Seçilen Bölüm:
________________

Hiç Ses

 


    Kendi kendine konuşana deli derler ise kendi kendine yetebilene kim bilir neler neler derler? Hepimiz gün boyu farklı kimliklere bürünüp  bu kimlikler arasında üstlendiğimiz rollere göre farklı farklı kimi maskeler takıyoruz. Kimliklerimiz ve kişiliğimiz ile tutarlı bir bütün olarak hayatımızı idame ettirme çabası bu ve her seferinde yolun en başına döneceğimizi bilmemize rağmen içine hapsolduğumuz kısır döngüde yola çıktığımız durağa dön(ebil)mek adına olağanca gücümüzle mücadele ederken içimizdeki tutarlılığı kaybetmemeye çalışmak  gerçekten yorucu. Kimlikler çok fakat kişilik tek!

    İnsan  olması gereken ile olmak istediği arasında sıkışıp kalınca gerçekleştiremediği potansiyelinin yükü kambur olur sırtına. Mevcut kimlik karmaşaları arasındaki savaştan tutarlı bir biçimde sağ çıkmaya çabasıdır bu. Bazen üstlendiğimiz bu kimlikler bizi iç dünyamızda bitmek bilmeyen bir tartışmaya sürükler. Sesli düşünüp kendi özünden bir ufuk açmaya çalışırsın olduğun yerden başka bakış açılarına. Yalnızsan ve seni sen olmaya yönlendirecek bir destekçi yoksa hayatında  kendi iç sesinle tartışarak ararsın doğruyu.

    Kimim ben? Neyi hangi motivasyonla yapıyorum. Artık bir şeyleri değiştirebilir miyim? Bir döngüde esir kalmış gibi sürekli aynı senaryoyu gün be gün yaşamaktan başka bir ç(özüm) var mıdır? Gerçekten olmak istediğim kişi miyim? Şu an olduğum konum ve durumdan memnun muyum? Hayatımın kritik karar evrelerinde daha farklı düşünüp hareket etseydim hiç bir zaman tam anlamıyla gerçekleştiremediğim potansiyelim kamburum değil kalburum olur muydu?

________________

İstenen 1: Metne göre kimlikler çok olsa da tek olan nedir?

[Nokta işaretleme veri kümesi kayıtları]
________________

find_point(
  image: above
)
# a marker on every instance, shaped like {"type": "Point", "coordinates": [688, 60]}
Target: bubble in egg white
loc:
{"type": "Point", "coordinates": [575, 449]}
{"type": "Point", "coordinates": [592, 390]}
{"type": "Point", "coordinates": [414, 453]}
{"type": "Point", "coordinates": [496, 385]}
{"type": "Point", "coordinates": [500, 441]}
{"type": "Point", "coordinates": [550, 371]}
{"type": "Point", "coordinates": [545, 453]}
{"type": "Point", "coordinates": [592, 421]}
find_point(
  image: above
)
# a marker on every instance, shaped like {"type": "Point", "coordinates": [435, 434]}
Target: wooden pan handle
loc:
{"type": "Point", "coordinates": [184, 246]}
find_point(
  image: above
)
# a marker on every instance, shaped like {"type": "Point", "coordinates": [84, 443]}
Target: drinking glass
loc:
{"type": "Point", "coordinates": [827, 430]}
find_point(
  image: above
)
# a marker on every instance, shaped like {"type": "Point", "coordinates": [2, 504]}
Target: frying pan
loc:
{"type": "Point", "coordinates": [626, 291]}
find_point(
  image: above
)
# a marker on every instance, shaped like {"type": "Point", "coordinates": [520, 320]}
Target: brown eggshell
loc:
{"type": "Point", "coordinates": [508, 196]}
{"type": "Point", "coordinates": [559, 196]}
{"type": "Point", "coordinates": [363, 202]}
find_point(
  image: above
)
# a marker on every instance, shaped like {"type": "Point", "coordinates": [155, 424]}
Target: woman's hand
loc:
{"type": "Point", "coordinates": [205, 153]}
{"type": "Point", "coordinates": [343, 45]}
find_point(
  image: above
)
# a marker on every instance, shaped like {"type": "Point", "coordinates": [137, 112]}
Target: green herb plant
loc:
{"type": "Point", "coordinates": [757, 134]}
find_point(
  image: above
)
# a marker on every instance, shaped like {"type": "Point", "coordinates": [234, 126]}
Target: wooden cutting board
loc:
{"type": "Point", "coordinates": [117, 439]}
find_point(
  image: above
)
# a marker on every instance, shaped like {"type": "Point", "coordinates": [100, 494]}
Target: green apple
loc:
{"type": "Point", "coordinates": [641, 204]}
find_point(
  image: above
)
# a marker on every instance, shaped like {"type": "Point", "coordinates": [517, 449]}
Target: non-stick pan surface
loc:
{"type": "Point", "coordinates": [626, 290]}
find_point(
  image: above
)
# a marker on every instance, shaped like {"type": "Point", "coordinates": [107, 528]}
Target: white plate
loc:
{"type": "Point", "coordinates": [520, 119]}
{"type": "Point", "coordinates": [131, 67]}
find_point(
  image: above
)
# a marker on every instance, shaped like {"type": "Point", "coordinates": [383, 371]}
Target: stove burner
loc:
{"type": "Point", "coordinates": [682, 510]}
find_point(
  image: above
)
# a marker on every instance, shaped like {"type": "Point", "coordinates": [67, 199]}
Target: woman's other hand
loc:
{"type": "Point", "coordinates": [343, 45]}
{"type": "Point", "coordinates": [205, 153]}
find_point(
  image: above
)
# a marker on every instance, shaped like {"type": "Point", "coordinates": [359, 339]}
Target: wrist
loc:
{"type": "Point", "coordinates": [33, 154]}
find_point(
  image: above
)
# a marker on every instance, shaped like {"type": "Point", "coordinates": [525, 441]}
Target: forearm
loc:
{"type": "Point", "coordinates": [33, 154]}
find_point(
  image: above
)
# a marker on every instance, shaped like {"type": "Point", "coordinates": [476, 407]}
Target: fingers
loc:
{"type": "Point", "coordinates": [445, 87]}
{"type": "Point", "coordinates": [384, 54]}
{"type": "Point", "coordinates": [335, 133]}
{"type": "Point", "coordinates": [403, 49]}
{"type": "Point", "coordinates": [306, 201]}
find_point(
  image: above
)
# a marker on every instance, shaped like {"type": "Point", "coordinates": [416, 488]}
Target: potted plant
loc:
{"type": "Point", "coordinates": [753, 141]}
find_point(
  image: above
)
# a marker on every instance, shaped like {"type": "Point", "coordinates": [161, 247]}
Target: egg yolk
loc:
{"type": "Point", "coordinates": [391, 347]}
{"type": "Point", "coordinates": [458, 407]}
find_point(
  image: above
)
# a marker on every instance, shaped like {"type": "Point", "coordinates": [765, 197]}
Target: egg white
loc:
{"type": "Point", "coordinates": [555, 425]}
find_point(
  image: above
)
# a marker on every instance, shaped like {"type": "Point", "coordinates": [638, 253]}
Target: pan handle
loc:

________________

İstenen 2: Listede "wooden" dizesini içeren bütün satırları topla; büyük-küçük harf ayrımı dikkate alınmalı.

Tam Yanıt 1: Kişilik.

Tam Yanıt 2:
Target: wooden pan handle
Target: wooden cutting board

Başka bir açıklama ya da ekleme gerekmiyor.